CHALLENGE —
Locate the line that contains "like [236, 193].". Copy it and every following line through the end of the records, exactly, and include nothing else.

--- Begin PROVIDED RECORDS ---

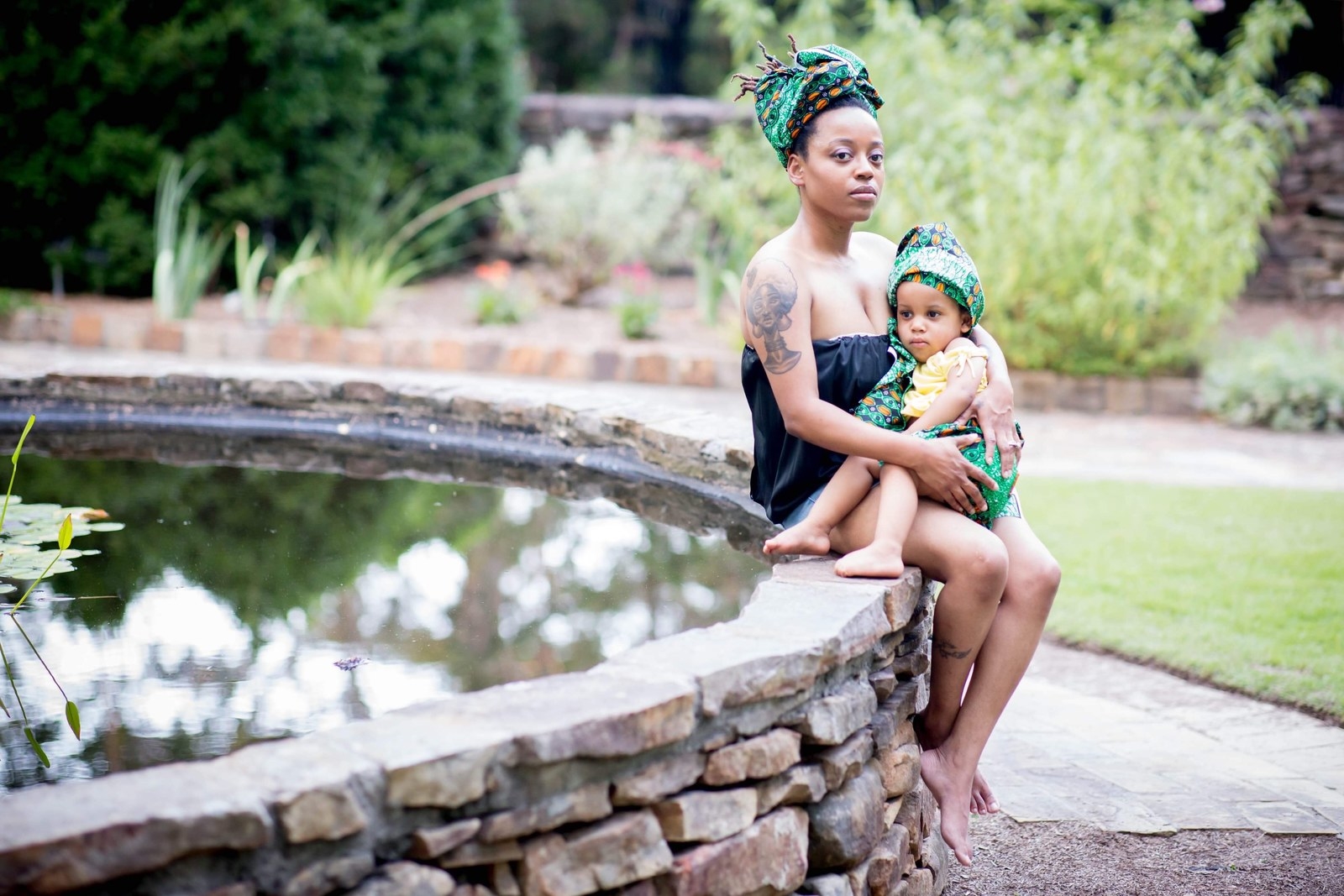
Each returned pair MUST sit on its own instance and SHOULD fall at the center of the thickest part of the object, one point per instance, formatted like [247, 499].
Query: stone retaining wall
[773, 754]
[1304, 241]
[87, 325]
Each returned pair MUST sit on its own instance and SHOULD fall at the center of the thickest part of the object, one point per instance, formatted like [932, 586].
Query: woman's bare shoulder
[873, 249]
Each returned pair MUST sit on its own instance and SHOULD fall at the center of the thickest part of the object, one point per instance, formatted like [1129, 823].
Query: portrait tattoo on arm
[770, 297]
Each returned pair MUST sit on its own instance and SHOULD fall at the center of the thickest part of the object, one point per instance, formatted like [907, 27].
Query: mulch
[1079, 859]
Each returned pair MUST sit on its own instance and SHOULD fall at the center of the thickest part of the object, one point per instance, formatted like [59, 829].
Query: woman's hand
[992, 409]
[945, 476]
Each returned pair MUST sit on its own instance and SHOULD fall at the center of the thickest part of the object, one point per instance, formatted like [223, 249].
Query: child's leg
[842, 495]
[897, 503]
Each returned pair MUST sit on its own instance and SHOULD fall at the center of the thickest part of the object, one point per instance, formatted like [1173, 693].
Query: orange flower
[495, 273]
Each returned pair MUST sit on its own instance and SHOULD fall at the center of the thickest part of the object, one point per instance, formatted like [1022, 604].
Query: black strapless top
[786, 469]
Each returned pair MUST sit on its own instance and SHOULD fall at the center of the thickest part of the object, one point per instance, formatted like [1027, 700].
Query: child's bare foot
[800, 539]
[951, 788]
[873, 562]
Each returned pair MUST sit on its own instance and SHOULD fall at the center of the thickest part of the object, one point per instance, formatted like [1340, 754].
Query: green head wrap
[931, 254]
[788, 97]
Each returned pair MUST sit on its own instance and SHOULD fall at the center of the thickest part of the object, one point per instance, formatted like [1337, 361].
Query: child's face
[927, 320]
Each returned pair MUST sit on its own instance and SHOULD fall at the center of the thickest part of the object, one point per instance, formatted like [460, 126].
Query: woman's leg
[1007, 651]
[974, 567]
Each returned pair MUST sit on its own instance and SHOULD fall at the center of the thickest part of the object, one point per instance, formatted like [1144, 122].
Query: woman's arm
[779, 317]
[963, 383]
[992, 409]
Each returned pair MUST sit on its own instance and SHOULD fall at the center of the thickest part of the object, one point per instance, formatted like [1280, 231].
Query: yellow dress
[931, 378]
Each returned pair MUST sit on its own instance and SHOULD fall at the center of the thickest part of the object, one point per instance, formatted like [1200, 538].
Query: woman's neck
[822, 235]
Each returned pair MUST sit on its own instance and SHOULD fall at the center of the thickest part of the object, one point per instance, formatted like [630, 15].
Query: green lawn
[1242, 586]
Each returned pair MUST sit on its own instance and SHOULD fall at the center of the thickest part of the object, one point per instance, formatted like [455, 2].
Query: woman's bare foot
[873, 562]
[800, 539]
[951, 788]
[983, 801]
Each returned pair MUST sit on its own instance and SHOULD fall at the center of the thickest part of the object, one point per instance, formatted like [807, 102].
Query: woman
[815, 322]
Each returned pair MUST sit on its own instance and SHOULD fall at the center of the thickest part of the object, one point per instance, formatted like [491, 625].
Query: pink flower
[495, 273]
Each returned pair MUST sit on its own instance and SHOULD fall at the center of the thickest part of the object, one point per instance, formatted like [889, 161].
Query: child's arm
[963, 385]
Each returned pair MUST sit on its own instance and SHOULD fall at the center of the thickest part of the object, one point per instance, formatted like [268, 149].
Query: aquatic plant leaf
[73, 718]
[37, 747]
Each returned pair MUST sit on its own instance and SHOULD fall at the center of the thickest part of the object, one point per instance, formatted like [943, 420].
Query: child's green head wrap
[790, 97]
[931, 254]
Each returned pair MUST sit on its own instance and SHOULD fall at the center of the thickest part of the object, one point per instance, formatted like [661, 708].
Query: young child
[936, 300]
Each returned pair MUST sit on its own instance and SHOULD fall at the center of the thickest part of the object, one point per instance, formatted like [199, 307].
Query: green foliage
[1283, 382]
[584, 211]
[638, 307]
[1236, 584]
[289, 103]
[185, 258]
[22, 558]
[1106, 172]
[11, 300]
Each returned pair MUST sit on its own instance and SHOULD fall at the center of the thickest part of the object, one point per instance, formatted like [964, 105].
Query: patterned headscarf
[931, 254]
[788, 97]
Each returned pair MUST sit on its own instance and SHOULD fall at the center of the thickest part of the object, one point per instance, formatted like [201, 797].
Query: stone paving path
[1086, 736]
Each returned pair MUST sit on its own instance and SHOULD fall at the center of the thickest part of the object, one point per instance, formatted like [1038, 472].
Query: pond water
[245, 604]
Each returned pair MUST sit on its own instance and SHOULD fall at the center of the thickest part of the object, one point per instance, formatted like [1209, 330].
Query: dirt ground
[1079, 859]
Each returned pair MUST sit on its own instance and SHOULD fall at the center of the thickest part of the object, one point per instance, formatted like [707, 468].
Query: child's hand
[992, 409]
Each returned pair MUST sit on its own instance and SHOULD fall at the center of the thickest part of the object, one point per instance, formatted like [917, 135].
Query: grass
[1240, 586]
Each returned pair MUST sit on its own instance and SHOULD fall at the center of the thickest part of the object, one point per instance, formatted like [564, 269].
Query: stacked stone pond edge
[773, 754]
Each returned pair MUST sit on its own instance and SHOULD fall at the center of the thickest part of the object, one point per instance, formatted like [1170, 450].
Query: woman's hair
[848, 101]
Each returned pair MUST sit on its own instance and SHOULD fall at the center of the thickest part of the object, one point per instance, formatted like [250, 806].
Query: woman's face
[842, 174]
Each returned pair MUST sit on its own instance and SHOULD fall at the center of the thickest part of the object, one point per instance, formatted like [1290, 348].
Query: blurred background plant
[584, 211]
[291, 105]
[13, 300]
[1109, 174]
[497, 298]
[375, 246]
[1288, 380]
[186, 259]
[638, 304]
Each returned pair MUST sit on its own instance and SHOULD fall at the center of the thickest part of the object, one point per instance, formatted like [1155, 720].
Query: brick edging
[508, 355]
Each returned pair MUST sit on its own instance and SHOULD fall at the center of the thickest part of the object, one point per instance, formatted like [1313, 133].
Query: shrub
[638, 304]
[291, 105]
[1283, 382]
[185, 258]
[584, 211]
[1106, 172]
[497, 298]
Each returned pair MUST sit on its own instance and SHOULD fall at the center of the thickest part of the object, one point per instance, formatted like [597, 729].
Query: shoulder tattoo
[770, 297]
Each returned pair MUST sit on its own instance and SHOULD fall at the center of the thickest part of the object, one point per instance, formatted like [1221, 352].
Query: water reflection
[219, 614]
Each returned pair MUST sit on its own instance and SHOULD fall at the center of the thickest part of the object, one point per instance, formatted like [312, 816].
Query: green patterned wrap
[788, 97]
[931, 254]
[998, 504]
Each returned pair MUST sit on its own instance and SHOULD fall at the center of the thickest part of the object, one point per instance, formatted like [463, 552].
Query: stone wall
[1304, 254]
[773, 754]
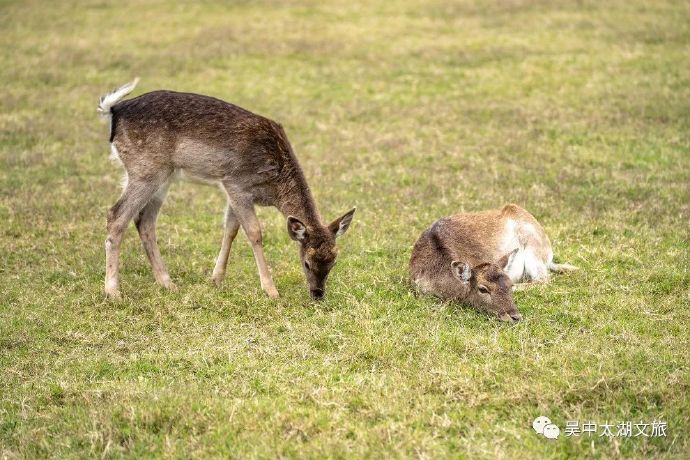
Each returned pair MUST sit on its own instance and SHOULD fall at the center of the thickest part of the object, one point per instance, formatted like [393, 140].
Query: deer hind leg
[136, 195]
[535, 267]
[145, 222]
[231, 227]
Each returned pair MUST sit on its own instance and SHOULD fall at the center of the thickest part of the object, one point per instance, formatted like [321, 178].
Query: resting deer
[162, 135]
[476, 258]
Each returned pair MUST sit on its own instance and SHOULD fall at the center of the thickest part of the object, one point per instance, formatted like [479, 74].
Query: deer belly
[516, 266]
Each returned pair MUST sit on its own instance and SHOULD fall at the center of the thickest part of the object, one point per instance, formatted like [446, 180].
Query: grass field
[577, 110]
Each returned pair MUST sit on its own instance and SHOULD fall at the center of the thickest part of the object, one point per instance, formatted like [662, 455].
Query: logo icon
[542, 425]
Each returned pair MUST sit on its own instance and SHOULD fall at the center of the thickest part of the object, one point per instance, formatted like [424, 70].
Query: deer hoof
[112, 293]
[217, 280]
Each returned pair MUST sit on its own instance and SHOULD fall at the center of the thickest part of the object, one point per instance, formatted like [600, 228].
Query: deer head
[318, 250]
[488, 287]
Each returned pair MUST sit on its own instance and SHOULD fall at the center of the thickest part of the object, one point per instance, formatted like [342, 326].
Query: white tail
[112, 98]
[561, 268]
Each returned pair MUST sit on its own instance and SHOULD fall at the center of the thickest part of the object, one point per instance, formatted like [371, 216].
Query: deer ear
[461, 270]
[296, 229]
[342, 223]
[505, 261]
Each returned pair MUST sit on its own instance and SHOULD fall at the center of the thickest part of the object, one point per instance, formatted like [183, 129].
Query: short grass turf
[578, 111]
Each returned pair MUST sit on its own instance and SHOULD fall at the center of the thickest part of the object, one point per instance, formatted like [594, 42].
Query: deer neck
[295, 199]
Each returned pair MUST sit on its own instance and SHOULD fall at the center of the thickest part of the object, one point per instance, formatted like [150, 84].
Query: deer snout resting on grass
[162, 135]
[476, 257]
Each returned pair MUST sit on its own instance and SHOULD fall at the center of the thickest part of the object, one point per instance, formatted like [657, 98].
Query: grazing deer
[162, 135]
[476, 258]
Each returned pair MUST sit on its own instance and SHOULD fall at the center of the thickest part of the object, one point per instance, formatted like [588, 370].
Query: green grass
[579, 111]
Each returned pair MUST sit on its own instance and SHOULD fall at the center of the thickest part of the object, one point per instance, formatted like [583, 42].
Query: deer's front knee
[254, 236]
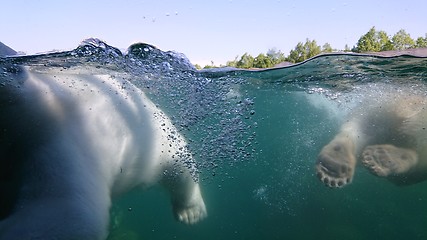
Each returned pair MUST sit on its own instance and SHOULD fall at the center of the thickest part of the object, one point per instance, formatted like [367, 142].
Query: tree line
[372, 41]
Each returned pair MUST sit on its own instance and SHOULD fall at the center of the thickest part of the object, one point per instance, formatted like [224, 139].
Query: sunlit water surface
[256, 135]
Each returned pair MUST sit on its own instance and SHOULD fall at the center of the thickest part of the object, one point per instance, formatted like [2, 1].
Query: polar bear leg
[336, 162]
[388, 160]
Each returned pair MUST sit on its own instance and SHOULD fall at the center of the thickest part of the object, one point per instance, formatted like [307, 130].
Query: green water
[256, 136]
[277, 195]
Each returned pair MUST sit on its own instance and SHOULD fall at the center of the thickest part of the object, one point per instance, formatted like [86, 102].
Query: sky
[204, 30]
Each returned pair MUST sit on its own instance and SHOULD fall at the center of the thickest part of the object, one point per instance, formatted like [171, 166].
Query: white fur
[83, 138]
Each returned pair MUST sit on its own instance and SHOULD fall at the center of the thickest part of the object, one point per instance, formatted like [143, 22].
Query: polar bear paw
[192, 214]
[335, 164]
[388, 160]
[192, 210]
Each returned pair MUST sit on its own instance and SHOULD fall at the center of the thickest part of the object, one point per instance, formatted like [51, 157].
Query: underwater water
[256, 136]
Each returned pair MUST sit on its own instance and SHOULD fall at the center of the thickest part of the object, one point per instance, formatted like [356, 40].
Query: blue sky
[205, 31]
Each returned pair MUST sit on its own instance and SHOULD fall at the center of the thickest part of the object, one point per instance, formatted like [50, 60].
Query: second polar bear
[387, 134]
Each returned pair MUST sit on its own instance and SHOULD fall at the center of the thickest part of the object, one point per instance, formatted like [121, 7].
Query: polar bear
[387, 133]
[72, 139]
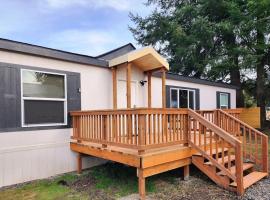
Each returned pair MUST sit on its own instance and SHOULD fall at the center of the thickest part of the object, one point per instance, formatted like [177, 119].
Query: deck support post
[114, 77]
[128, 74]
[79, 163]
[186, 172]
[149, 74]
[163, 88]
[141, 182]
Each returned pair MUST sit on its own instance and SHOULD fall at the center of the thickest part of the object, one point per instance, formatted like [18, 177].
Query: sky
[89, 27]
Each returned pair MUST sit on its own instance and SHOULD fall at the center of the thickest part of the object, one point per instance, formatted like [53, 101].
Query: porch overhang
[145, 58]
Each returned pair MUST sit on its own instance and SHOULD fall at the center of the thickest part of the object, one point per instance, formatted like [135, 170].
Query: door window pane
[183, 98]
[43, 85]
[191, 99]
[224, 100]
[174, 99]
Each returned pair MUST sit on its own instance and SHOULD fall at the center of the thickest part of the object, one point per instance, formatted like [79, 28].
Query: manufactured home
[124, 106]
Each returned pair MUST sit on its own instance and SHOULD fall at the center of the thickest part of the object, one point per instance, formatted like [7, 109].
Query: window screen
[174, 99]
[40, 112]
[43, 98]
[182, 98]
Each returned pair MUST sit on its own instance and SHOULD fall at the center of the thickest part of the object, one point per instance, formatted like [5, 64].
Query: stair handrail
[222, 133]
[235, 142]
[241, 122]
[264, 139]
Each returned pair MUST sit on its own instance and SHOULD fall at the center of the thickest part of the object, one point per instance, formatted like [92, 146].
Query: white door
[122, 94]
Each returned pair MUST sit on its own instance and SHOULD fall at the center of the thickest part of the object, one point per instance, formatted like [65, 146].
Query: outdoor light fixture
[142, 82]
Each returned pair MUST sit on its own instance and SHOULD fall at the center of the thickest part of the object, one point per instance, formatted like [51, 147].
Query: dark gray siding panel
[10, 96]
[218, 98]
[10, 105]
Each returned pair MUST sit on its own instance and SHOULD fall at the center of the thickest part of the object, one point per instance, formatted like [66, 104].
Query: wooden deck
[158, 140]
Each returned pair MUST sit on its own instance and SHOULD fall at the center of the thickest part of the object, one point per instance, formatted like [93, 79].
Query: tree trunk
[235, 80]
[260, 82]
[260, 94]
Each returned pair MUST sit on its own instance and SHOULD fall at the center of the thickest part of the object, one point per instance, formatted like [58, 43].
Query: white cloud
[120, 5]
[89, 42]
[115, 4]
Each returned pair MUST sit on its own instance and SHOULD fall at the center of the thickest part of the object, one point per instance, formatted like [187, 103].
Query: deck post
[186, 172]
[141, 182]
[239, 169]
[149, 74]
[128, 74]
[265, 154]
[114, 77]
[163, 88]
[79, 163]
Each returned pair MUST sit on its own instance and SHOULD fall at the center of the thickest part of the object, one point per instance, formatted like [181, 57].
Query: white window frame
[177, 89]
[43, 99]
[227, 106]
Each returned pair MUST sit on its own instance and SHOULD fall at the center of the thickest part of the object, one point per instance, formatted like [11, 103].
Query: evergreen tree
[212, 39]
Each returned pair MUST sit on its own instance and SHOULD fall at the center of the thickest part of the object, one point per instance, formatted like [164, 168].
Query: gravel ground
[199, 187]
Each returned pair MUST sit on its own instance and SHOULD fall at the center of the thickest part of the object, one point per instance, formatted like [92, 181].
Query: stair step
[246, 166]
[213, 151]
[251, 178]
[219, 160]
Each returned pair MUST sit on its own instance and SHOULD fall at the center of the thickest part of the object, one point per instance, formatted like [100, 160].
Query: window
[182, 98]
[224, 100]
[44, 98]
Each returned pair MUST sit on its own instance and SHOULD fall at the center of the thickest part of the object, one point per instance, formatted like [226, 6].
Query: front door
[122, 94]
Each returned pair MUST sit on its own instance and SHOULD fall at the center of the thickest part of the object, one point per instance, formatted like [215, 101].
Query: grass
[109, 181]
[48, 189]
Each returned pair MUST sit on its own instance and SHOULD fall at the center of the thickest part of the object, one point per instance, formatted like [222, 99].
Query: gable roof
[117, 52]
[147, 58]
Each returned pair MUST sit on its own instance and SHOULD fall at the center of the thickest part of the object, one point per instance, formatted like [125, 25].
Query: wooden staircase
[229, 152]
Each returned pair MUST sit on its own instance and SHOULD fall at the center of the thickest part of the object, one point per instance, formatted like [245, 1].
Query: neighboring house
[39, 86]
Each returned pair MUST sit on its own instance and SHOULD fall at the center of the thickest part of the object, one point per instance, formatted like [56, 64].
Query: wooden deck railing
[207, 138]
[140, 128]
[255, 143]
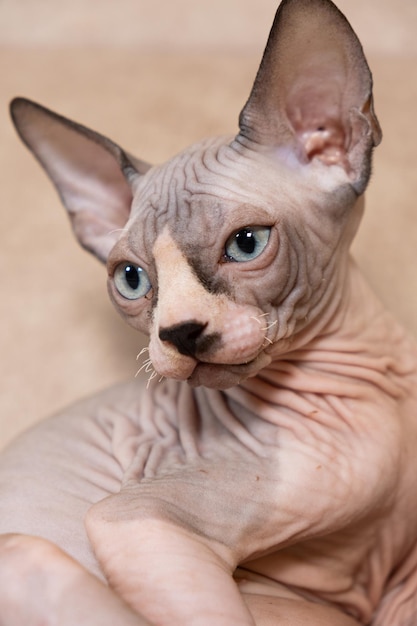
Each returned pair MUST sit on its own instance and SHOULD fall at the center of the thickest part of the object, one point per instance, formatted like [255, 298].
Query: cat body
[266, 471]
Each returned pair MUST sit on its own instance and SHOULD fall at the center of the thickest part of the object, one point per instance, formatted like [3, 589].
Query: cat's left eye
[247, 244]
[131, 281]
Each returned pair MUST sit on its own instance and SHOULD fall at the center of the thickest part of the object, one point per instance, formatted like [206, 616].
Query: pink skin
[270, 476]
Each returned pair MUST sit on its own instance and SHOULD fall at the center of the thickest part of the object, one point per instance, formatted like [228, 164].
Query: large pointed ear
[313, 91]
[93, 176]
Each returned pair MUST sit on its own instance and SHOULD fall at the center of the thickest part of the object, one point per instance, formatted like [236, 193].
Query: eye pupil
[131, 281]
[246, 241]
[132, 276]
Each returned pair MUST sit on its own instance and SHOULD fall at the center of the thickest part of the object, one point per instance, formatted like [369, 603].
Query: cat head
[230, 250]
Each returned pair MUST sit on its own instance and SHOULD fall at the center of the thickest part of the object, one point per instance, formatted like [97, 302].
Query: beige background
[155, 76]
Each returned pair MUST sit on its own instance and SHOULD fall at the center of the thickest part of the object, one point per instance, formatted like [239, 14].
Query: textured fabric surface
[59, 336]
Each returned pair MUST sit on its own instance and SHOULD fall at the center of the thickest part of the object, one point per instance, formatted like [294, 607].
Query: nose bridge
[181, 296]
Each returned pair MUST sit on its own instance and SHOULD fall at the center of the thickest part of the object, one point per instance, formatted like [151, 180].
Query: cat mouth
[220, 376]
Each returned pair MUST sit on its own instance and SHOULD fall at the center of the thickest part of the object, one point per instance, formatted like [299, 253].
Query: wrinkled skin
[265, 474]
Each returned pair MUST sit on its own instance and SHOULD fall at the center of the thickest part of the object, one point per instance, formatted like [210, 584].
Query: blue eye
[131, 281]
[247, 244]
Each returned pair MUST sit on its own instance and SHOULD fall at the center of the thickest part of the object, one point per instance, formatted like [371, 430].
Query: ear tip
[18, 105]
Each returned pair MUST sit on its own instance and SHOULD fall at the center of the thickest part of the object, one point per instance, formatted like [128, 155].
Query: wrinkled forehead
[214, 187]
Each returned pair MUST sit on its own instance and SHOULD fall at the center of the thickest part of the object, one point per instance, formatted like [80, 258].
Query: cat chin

--- End PROVIDED RECORDS ---

RESPONSE TO THE EXERCISE —
Each returned pair MUST sit on its own instance and SHOULD fall at the center of the thickest part of the object, one point per instance, formatted like [236, 193].
Query: eye pupil
[131, 281]
[246, 241]
[132, 276]
Each returned pair MUST sit on its own instance and SHOULD fall at the center of the thickest part of the object, one point per instance, formatted like [369, 603].
Query: cat head
[230, 250]
Each returned pair MUST sit on its own instance and SHOULD fall at the center of the thickest part of the object, one point per instance, formatted like [97, 302].
Query: beige background
[155, 76]
Each returned pair MUST sit on its own instance and SHOULD fall at the center of the thickest part of the object, one point per instance, formatted like [239, 14].
Query: textured fabric surface
[59, 336]
Each returned pair MUST sit on its own instance and SHOULD fall at the center of the thickest part of the object, one point per instance, formatted like [294, 607].
Query: nose bridge
[181, 296]
Each returned pair MUST sit on its own instance and SHOULD fall at the center of the thickest part of the object, one point per instance, formatted like [151, 180].
Query: cat mouth
[220, 376]
Each returned pair MUST sit on its own instance and SHOULD fall at the center of the thickest part of the object, one point per instance, formatted like [299, 253].
Query: wrinkled skin
[265, 474]
Each returned pair MUST sit on its own instance and SHOULD fall at the center of the thickest part of the object, one point per instance, formatted like [210, 584].
Query: blue eye
[131, 281]
[247, 244]
Each returned pair MUST sit on its own instance and SHOULD fall at the center of the thickest part of the object, one point per instance, formatted like [371, 430].
Query: ear tip
[18, 105]
Each returned pair MUST sit on its own instance and SHOULD fall at the center of the thickest part of the object, one point per instance, formatted like [128, 155].
Query: wrinkled forehead
[214, 187]
Each returned pair MUST sit on its own instance and SHOULD fall at the center of the thickest part of the object, one point per instance, formatted like [80, 258].
Query: cat chin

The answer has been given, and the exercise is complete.